**Quoted passage:**
•••••

Introduction
Dundanion Castle is only about 700 metres from Blackrock village.
Stroll from the village up the Marina towards Pairc Ui Chaoimh. Walk through the first open field on your left towards Dundanion House on the hill and there nearly hidden in the trees to the right of the Dundanion House lie the ruins of Dundanion Castle.
This ivy-covered building may be one of the most historic castle ruins in Ireland and certainly one of the oldest structures in Cork city. Viewed from a distance, do not under any circumstances attempt to enter the old ruin, parts of it may be unsafe and it stands on private ground. The remains are very much hidden by the foliage of the trees in the summer, only some gable walls and a chimney can be seen. The castle outlines are much more visible in the winter.
One has now to imagine that before the Marina was constructed during the 1800s, the tidal waters of the River Lee once lapped on the rocky cliff shoreline in front of you. The solid stone remains of the impressive sloping slipway(“the Kea”) leading eastwards from below the castle ruins are clearly visible to this day.
This castle was once referred to as Galwaies Castle (probably built by the prominent Galwey family, which supplied many Lord Mayors to Cork City). It first appeared on maps around 1600. It seems to have predated Blackrock Castle.
Colin Rynne 1993* gives its date of construction as before 1564 and adds “the corbels, the projecting stones which supported the original wooden floors are clearly visible within the structure, which has fireplaces on the first and second floors”. In Rynne’s book is a photograph of a magnificent solid stone fireplace at the castle.
Henry Allan Jefferies 2004** states “it was a square tower house of rich massive work, three storeys high, with fireplaces on the upper ones and a staircase obliquely in the walls, the doorway and windows square-headed and the servants room or turret joined to the side”.
The tower house was constructed on this rock to command the view of the then river entrance to Cork City, possibly for salmon fishery protection. The main docking area locally at the time was at the deeper waters nearby opposite the ancient roadway Kings Quay, now renamed Church Avenue which runs from the Blackrock Road to the Marina. Smaller boats docked at the slipway beneath the Castle, which then had a river channel through the great Eastern marsh back to Kings Quay and onwards to Loughmahon.
Various characters in history have been connected to the castle, the rebel John Mor Galwey, later Sheriff of Cork, the loyal Roche family, the Waters and Terry families and Nagles lived there. Captain David Nagle, born in 1640 was an M.P. and was the grandfather of Nano Nagle, from whom the Nagle College gets its name. One of David’s sons was Joseph who lived at the Castle and later moved to live in Ballinure.
The Reverend Gibson in his 1861 History of Cork claims Sir Walter Raleigh and his eldest son Watt, having survived a storm off Cornwall, spent some time at anchor in the Harbour between Dundanion and Tivoli. Raleigh was supplied with provisions and men (would be “pirates”), collected debts, conducted land transactions and was wined and dined by the local establishment figures such as Lord Boyle, Lord Roche, Sir. Randall Clayton and Lord Barry. He is likely to have been entertained at Dundanion Castle many times during his time on the nearby river.
As his fleet of upwards of a dozen vessels sailed out from Cork Harbour in August 1617 (dates vary, 6th, 7th, 9th and 19th) Raleigh on board The Destiny must have hoped El Dorado was at hand as he headed for his first stop in Lancerote. The voyage was a disaster, his son Watt was shot dead and Sir Walter was summoned to London to meet his own destiny less than 15 months later.

•••••

Data items:

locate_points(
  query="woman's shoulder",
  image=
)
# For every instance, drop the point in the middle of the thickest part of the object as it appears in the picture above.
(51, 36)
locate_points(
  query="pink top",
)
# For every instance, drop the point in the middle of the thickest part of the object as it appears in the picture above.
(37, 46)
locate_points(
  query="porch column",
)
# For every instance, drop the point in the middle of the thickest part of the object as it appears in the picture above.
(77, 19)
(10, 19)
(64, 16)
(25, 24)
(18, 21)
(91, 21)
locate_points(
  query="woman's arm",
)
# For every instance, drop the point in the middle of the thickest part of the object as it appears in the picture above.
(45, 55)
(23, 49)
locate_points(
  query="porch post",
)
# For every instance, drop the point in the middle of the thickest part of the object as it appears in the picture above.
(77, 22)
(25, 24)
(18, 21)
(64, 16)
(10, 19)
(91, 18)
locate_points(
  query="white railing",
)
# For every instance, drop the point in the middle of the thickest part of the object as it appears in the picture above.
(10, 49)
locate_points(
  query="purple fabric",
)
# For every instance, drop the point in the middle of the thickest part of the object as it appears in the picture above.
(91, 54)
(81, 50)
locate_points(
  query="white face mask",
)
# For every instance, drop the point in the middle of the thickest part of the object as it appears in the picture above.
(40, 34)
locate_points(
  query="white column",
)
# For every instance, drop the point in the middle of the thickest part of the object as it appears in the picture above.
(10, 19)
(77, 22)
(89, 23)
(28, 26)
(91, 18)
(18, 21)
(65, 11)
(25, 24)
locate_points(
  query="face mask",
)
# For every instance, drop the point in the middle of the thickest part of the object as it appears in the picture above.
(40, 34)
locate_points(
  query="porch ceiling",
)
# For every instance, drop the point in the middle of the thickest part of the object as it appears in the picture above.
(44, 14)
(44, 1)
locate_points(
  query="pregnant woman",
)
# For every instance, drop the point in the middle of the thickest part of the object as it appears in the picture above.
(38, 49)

•••••

In the piece on Dundanion Castle, by what other name was the castle once known?

**Complete answer:**
Galwaies Castle